## What the task asks:
What you give back must match the records below word for word.
** Provided material follows **
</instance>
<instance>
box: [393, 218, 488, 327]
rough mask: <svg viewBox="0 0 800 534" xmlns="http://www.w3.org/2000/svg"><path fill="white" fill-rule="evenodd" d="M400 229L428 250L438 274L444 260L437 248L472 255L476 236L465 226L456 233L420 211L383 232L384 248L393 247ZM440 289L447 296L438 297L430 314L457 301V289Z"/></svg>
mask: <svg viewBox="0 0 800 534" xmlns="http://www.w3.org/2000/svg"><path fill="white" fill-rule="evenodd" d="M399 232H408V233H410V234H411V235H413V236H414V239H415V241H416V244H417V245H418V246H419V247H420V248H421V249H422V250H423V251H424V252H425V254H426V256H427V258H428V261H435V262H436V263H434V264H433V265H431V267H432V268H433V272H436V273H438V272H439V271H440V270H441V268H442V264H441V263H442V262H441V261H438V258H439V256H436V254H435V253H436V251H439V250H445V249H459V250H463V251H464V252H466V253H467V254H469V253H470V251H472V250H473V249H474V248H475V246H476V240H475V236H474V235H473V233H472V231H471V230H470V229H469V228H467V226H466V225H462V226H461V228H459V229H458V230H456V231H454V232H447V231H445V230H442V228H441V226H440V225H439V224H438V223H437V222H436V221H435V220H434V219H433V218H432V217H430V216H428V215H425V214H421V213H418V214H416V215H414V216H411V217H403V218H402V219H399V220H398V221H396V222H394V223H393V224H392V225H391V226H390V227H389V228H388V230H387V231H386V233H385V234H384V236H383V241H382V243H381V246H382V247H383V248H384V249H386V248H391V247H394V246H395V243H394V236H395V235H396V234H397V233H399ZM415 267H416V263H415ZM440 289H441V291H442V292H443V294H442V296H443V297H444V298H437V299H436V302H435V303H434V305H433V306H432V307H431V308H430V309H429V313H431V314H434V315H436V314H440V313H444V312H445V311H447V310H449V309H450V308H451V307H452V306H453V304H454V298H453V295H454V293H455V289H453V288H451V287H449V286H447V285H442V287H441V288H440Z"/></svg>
** End of Provided material **
## Task answer:
</instance>
<instance>
box: [393, 218, 488, 327]
rough mask: <svg viewBox="0 0 800 534" xmlns="http://www.w3.org/2000/svg"><path fill="white" fill-rule="evenodd" d="M400 229L428 250L438 274L444 260L437 248L472 255L476 236L465 226L456 233L420 211L383 232L384 248L393 247ZM440 289L447 296L438 297L430 314L457 301V289Z"/></svg>
mask: <svg viewBox="0 0 800 534" xmlns="http://www.w3.org/2000/svg"><path fill="white" fill-rule="evenodd" d="M399 232H408V233H410V234H411V235H413V236H414V239H415V241H416V244H417V245H418V246H419V247H420V248H421V249H422V250H423V251H424V252H425V254H426V256H427V258H428V261H435V262H436V263H434V264H433V265H431V267H432V268H433V272H436V273H438V272H439V271H440V270H441V268H442V264H441V263H442V262H441V261H438V258H439V256H436V254H435V253H436V251H439V250H445V249H459V250H463V251H464V252H466V253H467V254H469V253H470V251H472V250H473V249H474V248H475V246H476V240H475V236H474V235H473V233H472V231H471V230H470V229H469V228H467V226H466V225H462V226H461V228H459V229H458V230H456V231H454V232H447V231H445V230H442V228H441V226H440V225H439V224H438V223H437V222H436V221H435V220H434V219H433V218H432V217H430V216H428V215H425V214H421V213H418V214H416V215H414V216H411V217H403V218H402V219H399V220H398V221H396V222H394V223H393V224H392V225H391V226H390V227H389V228H388V230H387V231H386V233H385V234H384V236H383V241H382V243H381V246H382V247H383V248H384V249H386V248H391V247H394V246H395V243H394V236H395V235H396V234H397V233H399ZM415 267H416V263H415ZM440 289H441V291H442V292H443V294H442V296H443V297H444V298H437V299H436V302H435V303H434V305H433V306H432V307H431V308H430V309H429V313H431V314H434V315H436V314H440V313H444V312H445V311H447V310H449V309H450V308H451V307H452V306H453V304H454V298H453V295H454V293H455V289H453V288H451V287H449V286H447V285H442V287H441V288H440Z"/></svg>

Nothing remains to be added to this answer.